-- Start DATA FOR THIS TASK --
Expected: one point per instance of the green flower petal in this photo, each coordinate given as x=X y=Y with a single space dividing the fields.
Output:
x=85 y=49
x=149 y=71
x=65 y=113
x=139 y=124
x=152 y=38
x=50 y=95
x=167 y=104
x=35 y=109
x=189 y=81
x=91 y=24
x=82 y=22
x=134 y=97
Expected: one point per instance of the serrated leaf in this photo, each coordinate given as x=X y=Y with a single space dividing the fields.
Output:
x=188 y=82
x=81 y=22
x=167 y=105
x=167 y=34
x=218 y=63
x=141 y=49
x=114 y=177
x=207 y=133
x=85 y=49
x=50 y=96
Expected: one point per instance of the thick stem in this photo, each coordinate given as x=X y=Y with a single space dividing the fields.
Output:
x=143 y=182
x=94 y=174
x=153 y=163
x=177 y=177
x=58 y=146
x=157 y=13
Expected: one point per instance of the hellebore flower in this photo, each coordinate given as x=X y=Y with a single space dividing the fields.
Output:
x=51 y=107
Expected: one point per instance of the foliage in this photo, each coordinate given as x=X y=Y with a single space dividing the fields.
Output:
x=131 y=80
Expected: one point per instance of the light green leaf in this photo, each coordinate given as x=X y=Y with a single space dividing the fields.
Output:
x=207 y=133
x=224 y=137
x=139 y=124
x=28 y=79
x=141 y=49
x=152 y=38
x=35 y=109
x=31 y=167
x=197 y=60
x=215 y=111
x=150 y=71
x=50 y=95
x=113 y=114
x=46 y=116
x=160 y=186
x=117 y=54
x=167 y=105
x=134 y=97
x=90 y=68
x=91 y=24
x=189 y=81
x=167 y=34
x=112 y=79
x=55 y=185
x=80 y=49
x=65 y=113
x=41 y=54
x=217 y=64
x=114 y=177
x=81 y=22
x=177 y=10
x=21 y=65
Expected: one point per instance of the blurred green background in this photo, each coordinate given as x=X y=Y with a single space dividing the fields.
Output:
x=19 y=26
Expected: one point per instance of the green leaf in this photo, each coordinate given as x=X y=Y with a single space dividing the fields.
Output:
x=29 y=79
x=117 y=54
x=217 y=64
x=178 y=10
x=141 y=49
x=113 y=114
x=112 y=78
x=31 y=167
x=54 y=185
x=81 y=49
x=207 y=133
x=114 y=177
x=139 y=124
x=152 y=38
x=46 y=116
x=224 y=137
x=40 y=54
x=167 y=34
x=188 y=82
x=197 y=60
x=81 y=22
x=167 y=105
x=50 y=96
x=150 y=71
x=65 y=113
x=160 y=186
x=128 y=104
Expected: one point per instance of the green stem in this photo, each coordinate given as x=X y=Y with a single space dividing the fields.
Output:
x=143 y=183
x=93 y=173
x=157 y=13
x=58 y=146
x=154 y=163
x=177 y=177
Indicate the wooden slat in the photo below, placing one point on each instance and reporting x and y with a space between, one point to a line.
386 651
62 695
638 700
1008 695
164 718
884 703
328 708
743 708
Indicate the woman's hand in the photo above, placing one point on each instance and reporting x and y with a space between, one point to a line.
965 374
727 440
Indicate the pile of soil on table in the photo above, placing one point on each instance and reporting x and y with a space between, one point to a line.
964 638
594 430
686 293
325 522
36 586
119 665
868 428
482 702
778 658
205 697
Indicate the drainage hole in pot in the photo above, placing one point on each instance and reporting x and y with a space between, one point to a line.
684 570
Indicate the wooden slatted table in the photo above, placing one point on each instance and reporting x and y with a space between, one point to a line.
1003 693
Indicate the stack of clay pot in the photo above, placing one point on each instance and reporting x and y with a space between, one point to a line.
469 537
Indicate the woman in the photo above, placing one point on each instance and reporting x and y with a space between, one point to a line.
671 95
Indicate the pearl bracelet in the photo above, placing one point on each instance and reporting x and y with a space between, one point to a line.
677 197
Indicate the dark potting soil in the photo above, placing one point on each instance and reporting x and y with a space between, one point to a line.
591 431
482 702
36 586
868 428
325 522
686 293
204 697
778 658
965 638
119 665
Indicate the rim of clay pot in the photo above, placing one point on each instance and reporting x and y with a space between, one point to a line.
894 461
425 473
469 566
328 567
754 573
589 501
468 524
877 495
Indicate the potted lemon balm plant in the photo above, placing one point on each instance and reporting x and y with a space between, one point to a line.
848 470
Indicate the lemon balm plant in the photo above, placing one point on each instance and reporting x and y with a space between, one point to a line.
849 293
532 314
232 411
-- End DATA FOR THIS TASK --
● TASK TO CARRY OUT
Your task is to transcribe the material exactly.

● EXERCISE RESPONSE
Expected: one point per instance of the green flower petal in this photo, each coordinate given as x=X y=Y with a single space dividing the fields.
Output:
x=85 y=49
x=149 y=71
x=65 y=113
x=139 y=124
x=152 y=38
x=50 y=95
x=167 y=104
x=35 y=109
x=189 y=81
x=91 y=24
x=82 y=22
x=134 y=97
Expected: one point per instance of the serrated leaf in this photo, each coordinate given as x=X y=Y with a single space dividing the fields.
Output:
x=188 y=82
x=81 y=22
x=167 y=105
x=167 y=34
x=218 y=63
x=141 y=49
x=114 y=177
x=207 y=133
x=85 y=49
x=50 y=96
Expected: one point per instance of the thick stem in this photo, each coordinate given as x=X y=Y with a single space dividing the fields.
Output:
x=143 y=182
x=94 y=174
x=153 y=163
x=177 y=177
x=58 y=146
x=157 y=13
Expected: one point per instance of the hellebore flower in this photo, each coordinate given as x=X y=Y with a single space dividing the fields.
Output:
x=51 y=107
Expected: one point per instance of the foliage in this photo, each coordinate given as x=X y=Y with a single space dividing the fields.
Output:
x=131 y=80
Expected: one point per instance of the light green leaf in this photo, each coordinate given as x=X y=Y with a single space dividing the fields.
Output:
x=207 y=133
x=224 y=137
x=139 y=124
x=28 y=79
x=141 y=49
x=152 y=38
x=35 y=109
x=31 y=167
x=197 y=60
x=215 y=111
x=150 y=71
x=50 y=95
x=113 y=114
x=46 y=116
x=160 y=186
x=117 y=54
x=167 y=105
x=134 y=97
x=90 y=68
x=91 y=24
x=189 y=81
x=167 y=34
x=112 y=79
x=55 y=185
x=80 y=49
x=65 y=113
x=41 y=54
x=217 y=64
x=114 y=177
x=81 y=22
x=177 y=10
x=21 y=65
Expected: one point per instance of the blurred green background in this photo, each coordinate given as x=X y=Y with a single space dividing the fields.
Output:
x=19 y=26
Expected: one point per instance of the green leaf in this photo, each coordinate given as x=X y=Y with a single space dividing the fields.
Output:
x=29 y=79
x=117 y=54
x=217 y=64
x=178 y=10
x=141 y=49
x=113 y=114
x=112 y=78
x=31 y=167
x=54 y=185
x=81 y=49
x=207 y=133
x=114 y=177
x=139 y=124
x=152 y=38
x=46 y=116
x=224 y=137
x=40 y=54
x=167 y=34
x=188 y=82
x=197 y=60
x=81 y=22
x=167 y=105
x=50 y=96
x=150 y=71
x=65 y=113
x=160 y=186
x=128 y=104
Expected: one point per instance of the green stem in this photo, each coordinate given as x=X y=Y with a single space dividing the fields.
Output:
x=143 y=183
x=93 y=173
x=157 y=13
x=58 y=146
x=154 y=163
x=177 y=177
Indicate the wooden slat in the photo below, placing one point on each instance and reporting x and y with a space between, one point to a line.
386 651
62 695
638 700
1008 695
164 718
884 703
328 708
743 708
Indicate the woman's hand in the photo above, placing one point on each instance and reporting x and y with a space between, one point to a line.
965 374
727 440
Indicate the pile of soil on table in the photo above, placing one point on each instance and reporting x and y with a space between, one point to a line.
964 638
594 430
686 293
325 522
36 586
119 665
868 428
482 702
778 658
205 697
Indicate the drainage hole in pot in the photo above, placing one point on each instance and reporting x and y with a space between, one point to a line.
684 570
Indicate the wooden slatted table in the photo above, placing one point on each instance and reporting x and y with a space between, one point to a line.
1003 693
Indicate the stack of clay pot in the photo above, placing one point on each instance and reporting x and y with a space between, one point to a line.
469 537
Indicate the woman in the photo above, placing one point on each instance and reporting x and y with a space between, one point to a line.
671 95
Indicate the pearl bracelet in the photo above, placing one point on each instance and reporting x and y with a space between, one point to a line.
677 197
Indicate the dark potting soil in the photo above, placing one point on each instance and reporting x and y with a space between, one point to a line.
591 431
482 702
36 586
868 428
325 522
686 293
204 697
778 658
965 638
119 665
Indicate the rim of clay pot in the photo above, placing one point on each instance and reporting x and y with a space between, one point to a line.
894 461
425 473
469 566
328 567
754 573
589 501
468 524
877 495
Indicate the potted lemon balm plant in the photo above, placing one point on each instance and reporting x and y with a space between, one point to a line.
848 470
Indicate the lemon balm plant in the photo above, placing one point on each instance and reporting x and y with a space between, one point to a line.
849 293
532 314
232 411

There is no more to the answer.